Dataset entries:
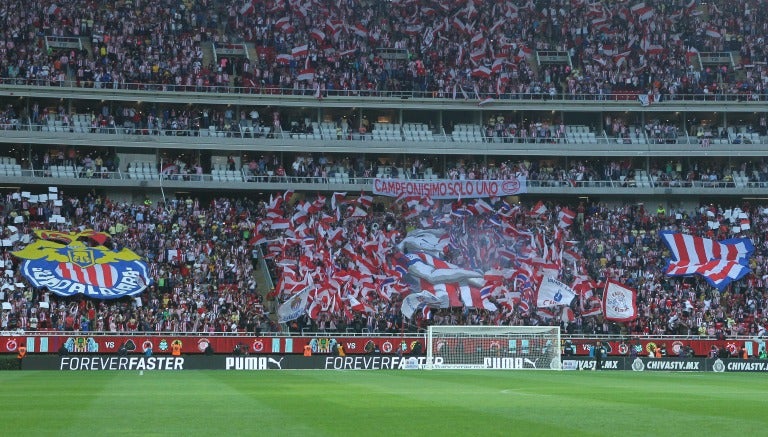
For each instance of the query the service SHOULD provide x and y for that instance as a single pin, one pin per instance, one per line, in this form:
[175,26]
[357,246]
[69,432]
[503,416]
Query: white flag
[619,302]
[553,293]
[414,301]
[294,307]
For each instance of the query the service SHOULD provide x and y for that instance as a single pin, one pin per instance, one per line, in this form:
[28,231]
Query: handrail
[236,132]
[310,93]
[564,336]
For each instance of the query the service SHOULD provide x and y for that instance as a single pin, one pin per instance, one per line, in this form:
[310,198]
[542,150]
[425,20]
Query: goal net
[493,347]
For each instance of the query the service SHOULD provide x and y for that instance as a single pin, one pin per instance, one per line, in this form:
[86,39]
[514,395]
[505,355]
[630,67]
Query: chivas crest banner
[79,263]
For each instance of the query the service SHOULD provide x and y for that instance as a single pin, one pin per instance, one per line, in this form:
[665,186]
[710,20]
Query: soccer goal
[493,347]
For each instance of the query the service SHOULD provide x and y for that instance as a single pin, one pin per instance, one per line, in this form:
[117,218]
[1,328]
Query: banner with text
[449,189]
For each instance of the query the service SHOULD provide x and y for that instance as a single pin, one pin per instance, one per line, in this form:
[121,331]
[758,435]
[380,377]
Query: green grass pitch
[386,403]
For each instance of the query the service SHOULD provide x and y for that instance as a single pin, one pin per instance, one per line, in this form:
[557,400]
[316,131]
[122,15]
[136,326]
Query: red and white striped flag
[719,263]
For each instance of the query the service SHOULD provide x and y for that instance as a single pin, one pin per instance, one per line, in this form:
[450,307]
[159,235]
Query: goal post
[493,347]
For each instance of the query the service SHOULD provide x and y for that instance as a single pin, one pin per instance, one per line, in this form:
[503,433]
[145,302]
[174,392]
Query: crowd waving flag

▸ **Activity**
Set down the entries exactly as they appear, with every picture left out.

▸ **Response**
For each instance of the query the service SHOULD provide x and y for that instance as a single pin, one pin per instance, one per line, in this form:
[175,26]
[357,246]
[69,432]
[503,416]
Query: white flag
[619,302]
[553,293]
[414,301]
[294,307]
For each instance of the query the service SHOULD provide x and y for that instance as a single pin, one pin per instance, one per line, in this form:
[28,231]
Query: handrail
[236,132]
[310,93]
[564,336]
For each instance of the query the service SHOULD provide x and y for that instance as a single pin, one pin per instance, one per line, in this form:
[310,198]
[542,150]
[425,20]
Query: goal net
[493,347]
For each instance of the query the service SHOULD provide x and y for that instance as a single pin, one pin per instance, one per line, in this form:
[86,39]
[514,395]
[505,355]
[630,67]
Query: chivas crest banner
[79,263]
For each instance of the query the service SHOULD provide x and y for that instance as a single pin, one pin per instance, one per line, in this form:
[665,186]
[710,20]
Query: soccer goal
[493,347]
For each instance of the query the service SHOULD provide x and y for that instance as a single pin, one pin per instance, one per line, in this form:
[117,218]
[1,328]
Query: banner with text
[449,189]
For each instance of the query the service SHOULD provide x and y for that instance as a single pin, one pin per instance, one per line, in this form:
[121,331]
[758,435]
[380,377]
Query: green grass pitch
[386,403]
For each instance of the query the service SHOULD provide x and y for that instance as a single pin, one pin per instance, one per line, in this form:
[557,400]
[316,131]
[122,15]
[136,326]
Query: red and white striped flag
[719,263]
For each instance of the query the service SHOULD provide x and y for that instance as a single pin, one pin per instance, one per line, in this form:
[450,307]
[159,235]
Query: goal post
[493,347]
For each instance of the query the service SHOULD provide x and y for that instance as a single pin, one pin per instance, one per line, in this form:
[503,433]
[145,302]
[174,392]
Query: crowd waving flag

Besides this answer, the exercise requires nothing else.